Decide whether each statement below agrees with the court ruling, answering yes or no and quoting the words of the ruling that settle it. (a) The CBA was declared effective as of January 1, 2004. (b) The employees' health benefit was set at P1,390.00. (c) The computation of the wage increase was remanded to the public respondent.

[begin Given text]

WHEREFORE, judgment is hereby rendered with the following rulings:

1)
The assailed order dated December 19, 2003 of public respondent Secretary of Labor is AFFIRMED. The petitions for injunction and certiorari in CA-G.R. SP Nos. 80839 and 81639 are denied and accordingly DISMISSED.
2)
In CA-G.R. SP No. 81368, the assailed decision dated January 19, 2004 and the order dated January 29, 2004 of the public respondent are hereby MODIFIED to read as follows:
a)
The present CBA is declared effective as of August 1, 2003;
b)
Consequently, the employees are entitled to the arbitral awards or benefits from August 1, 2003 on top of the P2,500.00 signing bonus;
c)
The computation of the wage increase is REMANDED to the public respondent; and
d)
The health benefit of the employees shall be P1,390.00.

SO ORDERED.5
In modifying the arbitral award of the Secretary of Labor, the CA ruled that: (1) The effectivity of the CBA should be August 1, 2003 because this is the date agreed upon by the parties and not January 1, 2004 as decreed by the Secretary of Labor; (2) The computation of wage increase should be remanded to the Secretary of Labor because the computation was based on petitioner corporation’s unaudited financial statements, which have no probative value pursuant to the ruling in Restaurante Las Conchas v. Llego,6 and was done in contravention of DOLE Advisory No. 1, Series of 2004, which contained the guidelines in resolving bargaining deadlocks; and (3) The health benefits should be P1,390.00 per covered employee because petitioner corporation had already agreed to this amount and the same cannot be altered or reduced by the Secretary of Labor.

[end Given text]
[begin Given entries]

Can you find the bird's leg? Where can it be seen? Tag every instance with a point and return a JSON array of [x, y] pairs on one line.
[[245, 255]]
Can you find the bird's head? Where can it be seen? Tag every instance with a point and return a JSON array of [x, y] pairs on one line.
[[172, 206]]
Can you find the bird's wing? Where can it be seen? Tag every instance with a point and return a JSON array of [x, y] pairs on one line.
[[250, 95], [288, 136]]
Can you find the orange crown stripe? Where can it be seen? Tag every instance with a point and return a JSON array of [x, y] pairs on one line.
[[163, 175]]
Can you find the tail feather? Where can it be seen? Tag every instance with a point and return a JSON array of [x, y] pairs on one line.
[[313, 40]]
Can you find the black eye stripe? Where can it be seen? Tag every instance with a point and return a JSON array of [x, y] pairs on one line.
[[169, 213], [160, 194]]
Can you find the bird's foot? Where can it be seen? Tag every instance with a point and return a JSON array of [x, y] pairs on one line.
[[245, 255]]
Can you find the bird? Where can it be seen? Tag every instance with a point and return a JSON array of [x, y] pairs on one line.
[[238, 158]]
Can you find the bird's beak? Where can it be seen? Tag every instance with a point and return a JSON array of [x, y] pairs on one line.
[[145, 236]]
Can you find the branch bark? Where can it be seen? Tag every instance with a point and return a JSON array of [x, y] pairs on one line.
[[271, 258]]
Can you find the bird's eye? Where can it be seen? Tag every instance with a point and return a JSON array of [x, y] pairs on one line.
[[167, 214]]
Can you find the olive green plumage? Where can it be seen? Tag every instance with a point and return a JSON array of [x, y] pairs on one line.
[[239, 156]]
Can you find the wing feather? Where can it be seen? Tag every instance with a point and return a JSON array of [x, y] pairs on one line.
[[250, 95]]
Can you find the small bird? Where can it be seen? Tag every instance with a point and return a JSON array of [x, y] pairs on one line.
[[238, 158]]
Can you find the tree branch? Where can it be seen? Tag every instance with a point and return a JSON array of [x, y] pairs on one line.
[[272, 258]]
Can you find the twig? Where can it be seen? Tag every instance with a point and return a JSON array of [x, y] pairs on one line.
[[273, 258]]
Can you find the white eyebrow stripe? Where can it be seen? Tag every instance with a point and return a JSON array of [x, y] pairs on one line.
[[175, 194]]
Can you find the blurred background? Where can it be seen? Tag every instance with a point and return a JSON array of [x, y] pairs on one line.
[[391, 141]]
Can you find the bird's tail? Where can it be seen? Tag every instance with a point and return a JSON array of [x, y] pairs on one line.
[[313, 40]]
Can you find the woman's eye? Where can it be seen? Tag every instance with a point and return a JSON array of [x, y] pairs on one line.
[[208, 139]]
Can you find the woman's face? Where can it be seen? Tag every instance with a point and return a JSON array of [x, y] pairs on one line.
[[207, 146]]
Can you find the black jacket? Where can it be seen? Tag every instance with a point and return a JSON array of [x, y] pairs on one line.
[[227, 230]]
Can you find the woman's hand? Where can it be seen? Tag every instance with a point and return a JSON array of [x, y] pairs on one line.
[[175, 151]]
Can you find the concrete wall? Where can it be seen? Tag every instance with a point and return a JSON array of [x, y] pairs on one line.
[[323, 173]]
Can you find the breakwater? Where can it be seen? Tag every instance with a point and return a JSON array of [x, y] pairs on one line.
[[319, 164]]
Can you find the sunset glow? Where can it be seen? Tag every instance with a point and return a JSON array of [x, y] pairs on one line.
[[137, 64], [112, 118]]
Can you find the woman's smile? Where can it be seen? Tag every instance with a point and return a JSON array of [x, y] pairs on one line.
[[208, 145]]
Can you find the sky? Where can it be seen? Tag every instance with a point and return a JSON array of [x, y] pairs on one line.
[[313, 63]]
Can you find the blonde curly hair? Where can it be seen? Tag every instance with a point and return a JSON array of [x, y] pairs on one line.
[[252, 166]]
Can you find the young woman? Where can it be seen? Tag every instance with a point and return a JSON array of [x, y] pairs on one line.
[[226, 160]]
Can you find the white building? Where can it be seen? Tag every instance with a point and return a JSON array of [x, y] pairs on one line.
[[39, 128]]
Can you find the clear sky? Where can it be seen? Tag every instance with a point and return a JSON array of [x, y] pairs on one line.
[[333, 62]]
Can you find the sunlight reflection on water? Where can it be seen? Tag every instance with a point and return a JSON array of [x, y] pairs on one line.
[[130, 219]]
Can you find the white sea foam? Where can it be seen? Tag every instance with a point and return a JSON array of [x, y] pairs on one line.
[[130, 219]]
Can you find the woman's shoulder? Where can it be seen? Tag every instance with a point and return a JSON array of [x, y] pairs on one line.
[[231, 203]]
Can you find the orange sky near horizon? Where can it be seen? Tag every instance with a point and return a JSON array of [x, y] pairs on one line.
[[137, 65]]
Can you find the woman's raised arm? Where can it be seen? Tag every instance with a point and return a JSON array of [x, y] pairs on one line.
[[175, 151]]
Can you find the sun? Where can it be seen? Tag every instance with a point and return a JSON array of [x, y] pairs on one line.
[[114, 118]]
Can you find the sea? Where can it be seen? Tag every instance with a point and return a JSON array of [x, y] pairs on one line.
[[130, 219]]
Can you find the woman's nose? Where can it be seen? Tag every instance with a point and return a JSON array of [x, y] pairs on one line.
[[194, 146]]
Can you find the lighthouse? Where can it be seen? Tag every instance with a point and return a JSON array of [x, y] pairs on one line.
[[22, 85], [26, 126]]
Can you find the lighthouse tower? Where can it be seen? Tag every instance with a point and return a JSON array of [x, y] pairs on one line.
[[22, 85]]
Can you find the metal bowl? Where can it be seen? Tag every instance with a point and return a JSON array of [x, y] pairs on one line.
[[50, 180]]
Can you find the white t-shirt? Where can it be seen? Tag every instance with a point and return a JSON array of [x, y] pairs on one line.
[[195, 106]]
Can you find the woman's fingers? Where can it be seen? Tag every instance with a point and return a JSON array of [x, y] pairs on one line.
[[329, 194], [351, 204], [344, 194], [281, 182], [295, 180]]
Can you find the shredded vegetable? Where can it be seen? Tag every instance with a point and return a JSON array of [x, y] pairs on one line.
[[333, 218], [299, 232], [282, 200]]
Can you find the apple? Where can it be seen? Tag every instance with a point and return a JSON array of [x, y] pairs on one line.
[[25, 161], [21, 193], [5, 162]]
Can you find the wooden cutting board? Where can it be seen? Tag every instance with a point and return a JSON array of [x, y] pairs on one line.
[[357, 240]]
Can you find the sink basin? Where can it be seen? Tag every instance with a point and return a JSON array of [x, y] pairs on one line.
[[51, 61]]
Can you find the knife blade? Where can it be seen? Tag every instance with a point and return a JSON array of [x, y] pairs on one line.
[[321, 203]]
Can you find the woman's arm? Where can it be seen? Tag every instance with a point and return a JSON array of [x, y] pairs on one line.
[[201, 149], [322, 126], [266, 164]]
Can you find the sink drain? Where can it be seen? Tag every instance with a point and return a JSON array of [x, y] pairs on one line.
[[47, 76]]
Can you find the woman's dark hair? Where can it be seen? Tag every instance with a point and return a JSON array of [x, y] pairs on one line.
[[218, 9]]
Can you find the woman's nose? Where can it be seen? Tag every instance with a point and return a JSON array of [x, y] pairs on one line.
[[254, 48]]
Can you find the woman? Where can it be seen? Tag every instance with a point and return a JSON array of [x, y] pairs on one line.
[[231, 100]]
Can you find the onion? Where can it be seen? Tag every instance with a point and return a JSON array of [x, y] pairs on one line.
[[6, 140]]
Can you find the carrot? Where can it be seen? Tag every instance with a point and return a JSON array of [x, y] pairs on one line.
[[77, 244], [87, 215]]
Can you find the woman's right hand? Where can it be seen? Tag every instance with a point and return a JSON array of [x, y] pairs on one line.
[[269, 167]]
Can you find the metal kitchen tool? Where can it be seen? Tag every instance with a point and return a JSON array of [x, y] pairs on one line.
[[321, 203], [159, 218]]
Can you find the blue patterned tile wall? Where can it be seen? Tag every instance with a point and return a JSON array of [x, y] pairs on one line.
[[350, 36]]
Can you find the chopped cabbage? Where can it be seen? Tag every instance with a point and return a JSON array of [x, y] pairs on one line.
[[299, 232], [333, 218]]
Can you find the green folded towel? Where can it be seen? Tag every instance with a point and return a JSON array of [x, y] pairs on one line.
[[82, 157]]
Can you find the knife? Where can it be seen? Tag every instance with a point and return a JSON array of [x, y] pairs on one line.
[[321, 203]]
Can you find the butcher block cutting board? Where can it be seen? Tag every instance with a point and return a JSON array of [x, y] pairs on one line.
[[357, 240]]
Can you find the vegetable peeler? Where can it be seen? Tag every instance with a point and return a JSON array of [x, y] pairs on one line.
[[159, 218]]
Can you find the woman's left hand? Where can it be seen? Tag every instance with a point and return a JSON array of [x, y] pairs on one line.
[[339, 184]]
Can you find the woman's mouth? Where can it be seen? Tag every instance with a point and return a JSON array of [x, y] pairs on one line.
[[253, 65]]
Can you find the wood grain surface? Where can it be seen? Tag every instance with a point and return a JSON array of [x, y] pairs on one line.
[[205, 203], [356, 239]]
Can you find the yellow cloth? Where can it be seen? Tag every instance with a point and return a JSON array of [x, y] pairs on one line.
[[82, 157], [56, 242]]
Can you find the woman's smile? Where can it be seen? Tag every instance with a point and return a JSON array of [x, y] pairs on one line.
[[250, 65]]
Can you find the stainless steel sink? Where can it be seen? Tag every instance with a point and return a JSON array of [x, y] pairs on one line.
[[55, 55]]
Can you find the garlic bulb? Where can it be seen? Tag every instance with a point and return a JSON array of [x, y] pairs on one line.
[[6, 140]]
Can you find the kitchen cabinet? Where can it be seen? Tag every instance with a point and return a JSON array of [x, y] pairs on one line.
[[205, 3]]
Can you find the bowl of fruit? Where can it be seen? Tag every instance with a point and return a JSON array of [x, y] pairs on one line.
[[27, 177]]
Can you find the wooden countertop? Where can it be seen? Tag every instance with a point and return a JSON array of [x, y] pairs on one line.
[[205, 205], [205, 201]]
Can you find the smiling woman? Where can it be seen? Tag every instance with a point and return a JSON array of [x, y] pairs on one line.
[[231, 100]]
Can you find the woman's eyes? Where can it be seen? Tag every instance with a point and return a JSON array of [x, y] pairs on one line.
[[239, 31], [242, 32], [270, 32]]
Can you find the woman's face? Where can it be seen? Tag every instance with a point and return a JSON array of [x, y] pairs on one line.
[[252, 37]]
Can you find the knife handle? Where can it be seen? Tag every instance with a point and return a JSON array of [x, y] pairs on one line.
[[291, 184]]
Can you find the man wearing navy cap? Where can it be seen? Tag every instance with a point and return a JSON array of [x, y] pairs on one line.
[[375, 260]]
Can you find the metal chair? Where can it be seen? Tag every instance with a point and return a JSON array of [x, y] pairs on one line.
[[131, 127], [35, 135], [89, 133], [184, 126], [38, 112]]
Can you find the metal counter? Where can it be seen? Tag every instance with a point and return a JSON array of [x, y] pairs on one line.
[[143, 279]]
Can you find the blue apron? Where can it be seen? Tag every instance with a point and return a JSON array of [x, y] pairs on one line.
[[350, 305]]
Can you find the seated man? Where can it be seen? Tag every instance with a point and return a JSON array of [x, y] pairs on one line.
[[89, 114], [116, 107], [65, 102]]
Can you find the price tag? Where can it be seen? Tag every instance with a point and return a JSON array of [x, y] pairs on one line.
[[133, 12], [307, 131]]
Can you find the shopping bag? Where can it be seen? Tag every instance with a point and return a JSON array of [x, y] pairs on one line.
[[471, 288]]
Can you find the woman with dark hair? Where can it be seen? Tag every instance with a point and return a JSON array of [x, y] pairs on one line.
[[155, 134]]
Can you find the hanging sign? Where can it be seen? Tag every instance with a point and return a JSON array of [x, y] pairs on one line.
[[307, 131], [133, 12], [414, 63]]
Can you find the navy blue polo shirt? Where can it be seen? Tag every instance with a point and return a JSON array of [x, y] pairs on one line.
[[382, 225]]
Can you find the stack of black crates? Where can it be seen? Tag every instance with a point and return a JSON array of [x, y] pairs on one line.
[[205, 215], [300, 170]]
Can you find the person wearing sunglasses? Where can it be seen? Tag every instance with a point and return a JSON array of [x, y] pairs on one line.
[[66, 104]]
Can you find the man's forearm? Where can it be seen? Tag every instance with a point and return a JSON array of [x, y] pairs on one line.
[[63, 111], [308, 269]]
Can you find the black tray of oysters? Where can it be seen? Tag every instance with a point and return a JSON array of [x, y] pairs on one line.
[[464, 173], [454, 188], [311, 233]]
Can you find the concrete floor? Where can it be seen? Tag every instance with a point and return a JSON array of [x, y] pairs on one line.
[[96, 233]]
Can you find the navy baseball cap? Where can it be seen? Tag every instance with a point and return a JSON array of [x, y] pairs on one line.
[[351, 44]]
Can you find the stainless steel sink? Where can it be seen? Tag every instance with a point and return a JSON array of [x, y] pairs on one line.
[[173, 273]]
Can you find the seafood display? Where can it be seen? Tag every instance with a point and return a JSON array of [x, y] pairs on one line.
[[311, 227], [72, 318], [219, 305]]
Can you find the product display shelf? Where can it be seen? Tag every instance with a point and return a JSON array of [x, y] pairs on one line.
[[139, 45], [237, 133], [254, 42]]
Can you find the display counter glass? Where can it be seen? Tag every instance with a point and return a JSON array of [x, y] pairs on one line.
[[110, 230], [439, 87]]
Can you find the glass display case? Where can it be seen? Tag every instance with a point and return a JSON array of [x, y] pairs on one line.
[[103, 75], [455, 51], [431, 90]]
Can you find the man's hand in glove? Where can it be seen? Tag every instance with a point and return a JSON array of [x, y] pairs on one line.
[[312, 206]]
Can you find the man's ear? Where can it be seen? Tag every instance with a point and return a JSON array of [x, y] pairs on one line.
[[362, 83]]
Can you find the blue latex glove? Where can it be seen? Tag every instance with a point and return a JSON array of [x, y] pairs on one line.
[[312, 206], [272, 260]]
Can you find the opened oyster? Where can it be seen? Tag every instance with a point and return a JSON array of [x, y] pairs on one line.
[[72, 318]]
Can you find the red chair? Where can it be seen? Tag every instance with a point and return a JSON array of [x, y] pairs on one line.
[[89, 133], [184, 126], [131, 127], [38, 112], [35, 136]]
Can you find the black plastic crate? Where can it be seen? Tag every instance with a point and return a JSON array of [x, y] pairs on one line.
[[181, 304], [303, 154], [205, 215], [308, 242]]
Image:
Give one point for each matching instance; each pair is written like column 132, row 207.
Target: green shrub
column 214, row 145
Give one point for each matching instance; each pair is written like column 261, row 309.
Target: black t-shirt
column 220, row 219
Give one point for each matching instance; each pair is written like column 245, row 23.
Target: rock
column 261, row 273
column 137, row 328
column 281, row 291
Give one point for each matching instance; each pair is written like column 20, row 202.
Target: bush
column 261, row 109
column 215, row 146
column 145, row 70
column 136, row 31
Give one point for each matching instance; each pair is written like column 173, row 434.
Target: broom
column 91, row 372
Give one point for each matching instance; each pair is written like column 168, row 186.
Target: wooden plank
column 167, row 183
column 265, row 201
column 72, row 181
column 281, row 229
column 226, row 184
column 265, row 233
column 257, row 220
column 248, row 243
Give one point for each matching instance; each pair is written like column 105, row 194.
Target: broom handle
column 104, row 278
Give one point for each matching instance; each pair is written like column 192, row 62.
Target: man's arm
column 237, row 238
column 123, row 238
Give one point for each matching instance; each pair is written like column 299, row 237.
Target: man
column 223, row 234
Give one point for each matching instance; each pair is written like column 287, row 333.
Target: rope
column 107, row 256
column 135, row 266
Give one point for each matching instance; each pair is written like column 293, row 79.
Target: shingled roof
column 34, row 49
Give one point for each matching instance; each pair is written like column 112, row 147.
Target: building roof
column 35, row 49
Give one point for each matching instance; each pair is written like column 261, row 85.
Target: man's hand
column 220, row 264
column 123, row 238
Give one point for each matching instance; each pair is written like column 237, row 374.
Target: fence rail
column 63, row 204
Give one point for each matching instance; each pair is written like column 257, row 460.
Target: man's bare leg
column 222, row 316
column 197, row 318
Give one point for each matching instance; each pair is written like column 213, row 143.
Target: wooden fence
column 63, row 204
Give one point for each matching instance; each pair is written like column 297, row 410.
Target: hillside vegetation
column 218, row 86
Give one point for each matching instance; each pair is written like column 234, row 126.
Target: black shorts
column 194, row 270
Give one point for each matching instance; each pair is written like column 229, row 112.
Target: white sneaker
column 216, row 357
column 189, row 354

[end Given entries]

● **Output of the task**:
(a) No: "The present CBA is declared effective as of August 1, 2003"
(b) Yes: "The health benefit of the employees shall be P1,390.00."
(c) Yes: "The computation of the wage increase is REMANDED to the public respondent"